SHORT EXERCISE ::
Report how many lines of the items below contain the word "beige". Give only the number.

────

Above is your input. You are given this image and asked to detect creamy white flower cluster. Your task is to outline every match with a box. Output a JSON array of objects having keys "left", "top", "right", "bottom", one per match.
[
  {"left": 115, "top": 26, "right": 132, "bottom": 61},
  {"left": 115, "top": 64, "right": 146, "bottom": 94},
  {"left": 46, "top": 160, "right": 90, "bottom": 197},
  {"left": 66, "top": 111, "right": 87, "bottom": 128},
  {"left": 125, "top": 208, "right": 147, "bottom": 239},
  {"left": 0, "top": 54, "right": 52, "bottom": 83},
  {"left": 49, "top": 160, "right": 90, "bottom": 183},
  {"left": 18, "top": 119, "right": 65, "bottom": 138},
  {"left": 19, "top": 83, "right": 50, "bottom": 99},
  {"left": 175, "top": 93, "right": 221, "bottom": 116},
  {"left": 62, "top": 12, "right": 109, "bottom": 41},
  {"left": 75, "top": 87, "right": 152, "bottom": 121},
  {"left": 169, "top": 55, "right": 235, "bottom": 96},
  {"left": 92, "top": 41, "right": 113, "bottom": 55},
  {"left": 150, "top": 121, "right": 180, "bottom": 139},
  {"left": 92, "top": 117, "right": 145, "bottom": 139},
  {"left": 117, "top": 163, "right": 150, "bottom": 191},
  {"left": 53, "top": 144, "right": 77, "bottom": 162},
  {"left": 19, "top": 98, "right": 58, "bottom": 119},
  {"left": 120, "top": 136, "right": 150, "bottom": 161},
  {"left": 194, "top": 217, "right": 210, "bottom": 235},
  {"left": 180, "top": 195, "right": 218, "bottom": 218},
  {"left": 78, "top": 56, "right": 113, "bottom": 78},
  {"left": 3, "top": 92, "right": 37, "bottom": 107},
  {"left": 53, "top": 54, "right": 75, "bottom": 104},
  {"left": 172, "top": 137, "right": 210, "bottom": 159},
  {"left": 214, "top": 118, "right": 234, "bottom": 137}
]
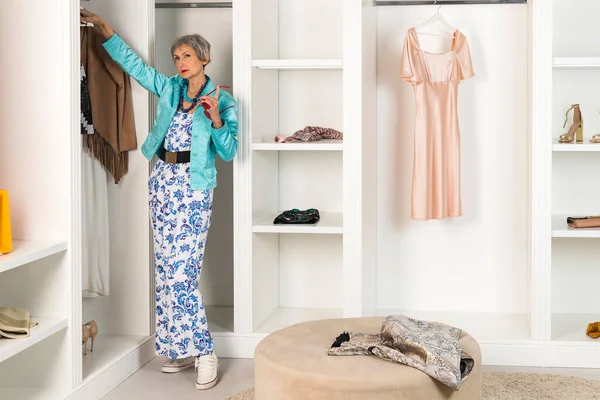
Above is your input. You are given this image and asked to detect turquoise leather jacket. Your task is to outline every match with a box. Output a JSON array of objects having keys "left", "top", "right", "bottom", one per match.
[{"left": 102, "top": 33, "right": 238, "bottom": 190}]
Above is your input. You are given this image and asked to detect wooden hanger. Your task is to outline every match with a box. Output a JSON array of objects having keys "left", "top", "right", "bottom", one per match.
[{"left": 415, "top": 0, "right": 456, "bottom": 38}]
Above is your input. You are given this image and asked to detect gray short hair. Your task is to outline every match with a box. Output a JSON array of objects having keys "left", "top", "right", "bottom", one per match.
[{"left": 171, "top": 34, "right": 210, "bottom": 64}]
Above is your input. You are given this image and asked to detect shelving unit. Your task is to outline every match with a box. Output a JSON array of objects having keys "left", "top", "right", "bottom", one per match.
[
  {"left": 0, "top": 240, "right": 67, "bottom": 273},
  {"left": 252, "top": 59, "right": 343, "bottom": 70},
  {"left": 545, "top": 0, "right": 600, "bottom": 360},
  {"left": 0, "top": 316, "right": 69, "bottom": 363},
  {"left": 552, "top": 137, "right": 600, "bottom": 151}
]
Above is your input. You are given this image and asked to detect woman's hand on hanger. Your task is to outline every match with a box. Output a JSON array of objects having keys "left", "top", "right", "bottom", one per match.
[
  {"left": 200, "top": 85, "right": 223, "bottom": 129},
  {"left": 79, "top": 8, "right": 115, "bottom": 39}
]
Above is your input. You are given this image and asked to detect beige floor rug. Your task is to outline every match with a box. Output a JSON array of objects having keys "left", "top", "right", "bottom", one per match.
[{"left": 226, "top": 372, "right": 600, "bottom": 400}]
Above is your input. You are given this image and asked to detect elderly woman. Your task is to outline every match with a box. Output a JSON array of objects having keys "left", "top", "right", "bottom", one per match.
[{"left": 80, "top": 9, "right": 238, "bottom": 389}]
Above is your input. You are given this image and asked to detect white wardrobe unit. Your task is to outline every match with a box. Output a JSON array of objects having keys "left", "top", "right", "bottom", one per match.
[
  {"left": 0, "top": 0, "right": 600, "bottom": 400},
  {"left": 544, "top": 0, "right": 600, "bottom": 367}
]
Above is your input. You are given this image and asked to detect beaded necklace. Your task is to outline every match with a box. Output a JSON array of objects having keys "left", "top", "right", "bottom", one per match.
[{"left": 178, "top": 77, "right": 209, "bottom": 113}]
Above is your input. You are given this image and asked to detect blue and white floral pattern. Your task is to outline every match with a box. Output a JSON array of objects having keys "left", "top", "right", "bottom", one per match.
[{"left": 148, "top": 112, "right": 213, "bottom": 359}]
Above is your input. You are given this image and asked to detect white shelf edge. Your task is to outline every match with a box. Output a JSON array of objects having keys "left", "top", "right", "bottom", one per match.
[
  {"left": 252, "top": 59, "right": 343, "bottom": 69},
  {"left": 252, "top": 307, "right": 343, "bottom": 335},
  {"left": 252, "top": 139, "right": 344, "bottom": 151},
  {"left": 0, "top": 386, "right": 68, "bottom": 400},
  {"left": 552, "top": 214, "right": 600, "bottom": 238},
  {"left": 552, "top": 136, "right": 600, "bottom": 152},
  {"left": 552, "top": 57, "right": 600, "bottom": 69},
  {"left": 0, "top": 240, "right": 68, "bottom": 273},
  {"left": 0, "top": 316, "right": 69, "bottom": 363},
  {"left": 252, "top": 211, "right": 344, "bottom": 235}
]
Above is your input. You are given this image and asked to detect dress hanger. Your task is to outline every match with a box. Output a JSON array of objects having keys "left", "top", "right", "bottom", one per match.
[{"left": 415, "top": 0, "right": 456, "bottom": 38}]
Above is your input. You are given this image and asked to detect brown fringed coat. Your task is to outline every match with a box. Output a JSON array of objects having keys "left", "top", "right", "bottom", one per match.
[{"left": 81, "top": 27, "right": 137, "bottom": 183}]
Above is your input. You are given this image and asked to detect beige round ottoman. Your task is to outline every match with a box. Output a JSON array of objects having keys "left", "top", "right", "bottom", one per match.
[{"left": 254, "top": 317, "right": 481, "bottom": 400}]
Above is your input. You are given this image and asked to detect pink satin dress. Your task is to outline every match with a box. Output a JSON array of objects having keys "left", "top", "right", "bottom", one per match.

────

ANSWER TO THIS EXERCISE ::
2